**MATERIAL PROVIDED**
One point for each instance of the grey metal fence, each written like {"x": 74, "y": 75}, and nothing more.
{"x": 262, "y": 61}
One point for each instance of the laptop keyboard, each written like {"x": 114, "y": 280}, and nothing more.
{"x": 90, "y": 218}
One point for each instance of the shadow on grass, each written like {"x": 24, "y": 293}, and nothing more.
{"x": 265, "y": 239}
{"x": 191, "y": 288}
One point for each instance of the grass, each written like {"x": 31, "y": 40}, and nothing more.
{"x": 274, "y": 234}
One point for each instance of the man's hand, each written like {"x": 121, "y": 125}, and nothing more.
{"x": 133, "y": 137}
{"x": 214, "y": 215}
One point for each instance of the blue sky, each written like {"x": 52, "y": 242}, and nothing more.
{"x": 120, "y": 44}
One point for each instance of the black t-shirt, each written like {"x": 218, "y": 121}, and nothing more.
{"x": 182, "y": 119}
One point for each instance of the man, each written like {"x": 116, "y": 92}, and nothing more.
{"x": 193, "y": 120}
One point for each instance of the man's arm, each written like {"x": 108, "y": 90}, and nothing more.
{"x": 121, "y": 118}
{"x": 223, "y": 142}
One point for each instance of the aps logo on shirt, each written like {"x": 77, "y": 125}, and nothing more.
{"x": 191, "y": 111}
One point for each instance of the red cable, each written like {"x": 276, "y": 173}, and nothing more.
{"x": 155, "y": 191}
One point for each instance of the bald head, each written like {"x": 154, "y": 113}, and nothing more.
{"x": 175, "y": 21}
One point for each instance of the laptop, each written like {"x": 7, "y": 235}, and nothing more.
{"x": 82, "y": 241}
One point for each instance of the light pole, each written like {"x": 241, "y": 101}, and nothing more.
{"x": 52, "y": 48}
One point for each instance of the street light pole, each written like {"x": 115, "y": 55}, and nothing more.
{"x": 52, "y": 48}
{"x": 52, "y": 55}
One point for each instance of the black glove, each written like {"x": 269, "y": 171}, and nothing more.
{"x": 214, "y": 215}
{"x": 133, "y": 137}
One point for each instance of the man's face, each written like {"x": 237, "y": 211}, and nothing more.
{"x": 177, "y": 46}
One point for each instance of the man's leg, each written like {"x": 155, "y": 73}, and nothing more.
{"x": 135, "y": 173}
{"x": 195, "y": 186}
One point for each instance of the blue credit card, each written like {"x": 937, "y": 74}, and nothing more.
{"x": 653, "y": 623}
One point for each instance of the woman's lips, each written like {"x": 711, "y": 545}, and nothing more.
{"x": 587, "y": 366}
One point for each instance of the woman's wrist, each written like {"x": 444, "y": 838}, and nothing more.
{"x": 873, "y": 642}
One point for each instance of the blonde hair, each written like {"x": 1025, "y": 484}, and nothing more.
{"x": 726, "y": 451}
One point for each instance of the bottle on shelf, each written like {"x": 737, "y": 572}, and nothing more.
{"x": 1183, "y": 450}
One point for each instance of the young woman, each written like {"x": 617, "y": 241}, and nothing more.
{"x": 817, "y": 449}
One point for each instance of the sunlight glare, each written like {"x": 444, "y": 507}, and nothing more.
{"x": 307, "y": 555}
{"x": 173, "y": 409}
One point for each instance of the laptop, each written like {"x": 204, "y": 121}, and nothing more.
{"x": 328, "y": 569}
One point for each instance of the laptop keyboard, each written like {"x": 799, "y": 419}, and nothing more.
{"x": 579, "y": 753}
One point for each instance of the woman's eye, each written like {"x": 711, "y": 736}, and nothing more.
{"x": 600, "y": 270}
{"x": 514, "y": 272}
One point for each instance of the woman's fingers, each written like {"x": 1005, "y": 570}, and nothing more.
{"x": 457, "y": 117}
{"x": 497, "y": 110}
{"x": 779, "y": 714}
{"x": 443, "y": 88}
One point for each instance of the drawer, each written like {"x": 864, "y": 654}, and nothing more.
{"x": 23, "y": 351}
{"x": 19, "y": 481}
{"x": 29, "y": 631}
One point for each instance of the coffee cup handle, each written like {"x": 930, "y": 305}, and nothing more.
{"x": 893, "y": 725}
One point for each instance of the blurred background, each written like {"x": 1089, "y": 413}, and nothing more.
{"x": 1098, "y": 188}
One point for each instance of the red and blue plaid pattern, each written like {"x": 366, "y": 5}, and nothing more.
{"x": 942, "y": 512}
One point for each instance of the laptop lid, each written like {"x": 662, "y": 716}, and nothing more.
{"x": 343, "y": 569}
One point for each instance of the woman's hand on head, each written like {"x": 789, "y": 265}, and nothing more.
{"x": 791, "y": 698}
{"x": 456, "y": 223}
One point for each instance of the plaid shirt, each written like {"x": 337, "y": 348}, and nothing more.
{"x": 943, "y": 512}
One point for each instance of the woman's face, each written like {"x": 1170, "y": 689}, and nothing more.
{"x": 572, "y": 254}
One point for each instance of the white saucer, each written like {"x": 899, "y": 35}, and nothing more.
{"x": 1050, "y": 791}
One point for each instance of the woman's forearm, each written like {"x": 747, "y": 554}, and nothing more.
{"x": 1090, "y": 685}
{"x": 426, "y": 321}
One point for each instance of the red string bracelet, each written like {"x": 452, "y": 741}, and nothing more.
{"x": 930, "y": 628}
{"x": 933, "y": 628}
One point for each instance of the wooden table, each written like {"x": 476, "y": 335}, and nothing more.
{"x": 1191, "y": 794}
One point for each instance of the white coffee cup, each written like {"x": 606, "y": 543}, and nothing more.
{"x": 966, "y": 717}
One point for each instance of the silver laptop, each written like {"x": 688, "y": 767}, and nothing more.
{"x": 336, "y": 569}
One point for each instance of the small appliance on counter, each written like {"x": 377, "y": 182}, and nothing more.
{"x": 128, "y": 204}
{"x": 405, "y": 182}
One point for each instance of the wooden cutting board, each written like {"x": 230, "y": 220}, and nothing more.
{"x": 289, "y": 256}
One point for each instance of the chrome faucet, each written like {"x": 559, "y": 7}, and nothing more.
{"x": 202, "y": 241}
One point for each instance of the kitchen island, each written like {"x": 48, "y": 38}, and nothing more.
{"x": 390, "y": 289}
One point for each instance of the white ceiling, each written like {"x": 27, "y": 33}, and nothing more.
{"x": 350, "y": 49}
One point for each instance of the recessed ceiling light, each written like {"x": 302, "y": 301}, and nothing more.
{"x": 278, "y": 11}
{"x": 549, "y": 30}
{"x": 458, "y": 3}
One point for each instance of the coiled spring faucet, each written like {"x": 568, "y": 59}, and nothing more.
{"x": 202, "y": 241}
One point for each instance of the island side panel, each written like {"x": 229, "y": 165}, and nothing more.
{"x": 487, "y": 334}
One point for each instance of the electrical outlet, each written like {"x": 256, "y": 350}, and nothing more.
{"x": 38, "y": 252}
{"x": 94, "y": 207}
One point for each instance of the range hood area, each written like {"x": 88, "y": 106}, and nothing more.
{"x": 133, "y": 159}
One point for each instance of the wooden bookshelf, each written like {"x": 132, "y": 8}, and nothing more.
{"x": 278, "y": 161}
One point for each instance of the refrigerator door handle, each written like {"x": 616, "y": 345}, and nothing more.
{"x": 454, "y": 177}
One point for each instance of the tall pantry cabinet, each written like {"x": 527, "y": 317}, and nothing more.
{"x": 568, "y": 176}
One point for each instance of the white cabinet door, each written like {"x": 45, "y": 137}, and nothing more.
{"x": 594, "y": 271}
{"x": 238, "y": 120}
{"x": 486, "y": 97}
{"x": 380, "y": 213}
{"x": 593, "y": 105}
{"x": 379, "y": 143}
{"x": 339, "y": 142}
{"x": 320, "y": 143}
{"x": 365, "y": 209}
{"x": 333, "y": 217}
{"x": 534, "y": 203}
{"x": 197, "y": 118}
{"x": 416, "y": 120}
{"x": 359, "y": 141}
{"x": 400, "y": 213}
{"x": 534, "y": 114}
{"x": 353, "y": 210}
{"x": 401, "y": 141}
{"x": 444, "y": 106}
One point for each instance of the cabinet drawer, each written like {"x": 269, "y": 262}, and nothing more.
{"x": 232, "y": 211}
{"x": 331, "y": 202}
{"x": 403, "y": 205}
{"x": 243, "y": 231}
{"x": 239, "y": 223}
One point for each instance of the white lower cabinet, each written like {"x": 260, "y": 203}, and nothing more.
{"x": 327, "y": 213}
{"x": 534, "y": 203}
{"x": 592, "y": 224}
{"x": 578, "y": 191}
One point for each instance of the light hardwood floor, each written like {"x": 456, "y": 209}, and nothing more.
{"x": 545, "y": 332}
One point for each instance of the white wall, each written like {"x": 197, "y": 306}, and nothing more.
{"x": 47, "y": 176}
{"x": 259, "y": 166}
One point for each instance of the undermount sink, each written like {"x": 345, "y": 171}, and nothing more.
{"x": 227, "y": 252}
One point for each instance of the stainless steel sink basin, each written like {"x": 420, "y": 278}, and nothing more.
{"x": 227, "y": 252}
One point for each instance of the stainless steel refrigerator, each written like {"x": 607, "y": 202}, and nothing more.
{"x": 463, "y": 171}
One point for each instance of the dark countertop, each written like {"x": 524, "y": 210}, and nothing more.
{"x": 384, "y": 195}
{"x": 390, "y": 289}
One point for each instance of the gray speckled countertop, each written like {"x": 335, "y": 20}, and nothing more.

**TASK OBJECTIVE**
Extract, verbatim, the lines from the one containing "One point for each instance of the tall" through the last line of the listing above.

**PROBLEM SOLUTION**
One point for each instance of the tall pantry cabinet, each written like {"x": 527, "y": 317}, and nothing more.
{"x": 568, "y": 176}
One point for each instance of the white cabinet door, each written like {"x": 45, "y": 137}, and nothing more.
{"x": 594, "y": 271}
{"x": 238, "y": 120}
{"x": 486, "y": 97}
{"x": 380, "y": 213}
{"x": 593, "y": 105}
{"x": 379, "y": 143}
{"x": 339, "y": 142}
{"x": 320, "y": 143}
{"x": 365, "y": 209}
{"x": 333, "y": 217}
{"x": 534, "y": 203}
{"x": 197, "y": 118}
{"x": 416, "y": 120}
{"x": 359, "y": 141}
{"x": 400, "y": 213}
{"x": 534, "y": 114}
{"x": 353, "y": 210}
{"x": 401, "y": 141}
{"x": 444, "y": 106}
One point for each instance of the cabinet drawer, each written like {"x": 269, "y": 262}, and nothing more.
{"x": 232, "y": 211}
{"x": 331, "y": 202}
{"x": 403, "y": 205}
{"x": 243, "y": 231}
{"x": 239, "y": 223}
One point for each instance of the white lower cabinet, each written like {"x": 260, "y": 203}, and nothing more.
{"x": 327, "y": 213}
{"x": 534, "y": 203}
{"x": 592, "y": 224}
{"x": 578, "y": 191}
One point for each instance of the light hardwood floor, each written like {"x": 456, "y": 209}, and nothing more.
{"x": 545, "y": 332}
One point for each instance of the white wall, each written like {"x": 197, "y": 306}, and nothing more.
{"x": 47, "y": 176}
{"x": 259, "y": 166}
One point for each instance of the undermount sink, each written like {"x": 345, "y": 171}, and nothing more.
{"x": 227, "y": 252}
One point for each instance of the stainless steel sink basin, each written like {"x": 420, "y": 278}, and nothing more.
{"x": 227, "y": 252}
One point for each instance of the stainless steel refrigerator, each written like {"x": 607, "y": 202}, and nothing more.
{"x": 463, "y": 171}
One point for each instance of the dark countertop, each written like {"x": 524, "y": 210}, and nothing more.
{"x": 384, "y": 195}
{"x": 390, "y": 289}
One point for each instance of the gray speckled countertop, each written like {"x": 335, "y": 20}, and nothing more.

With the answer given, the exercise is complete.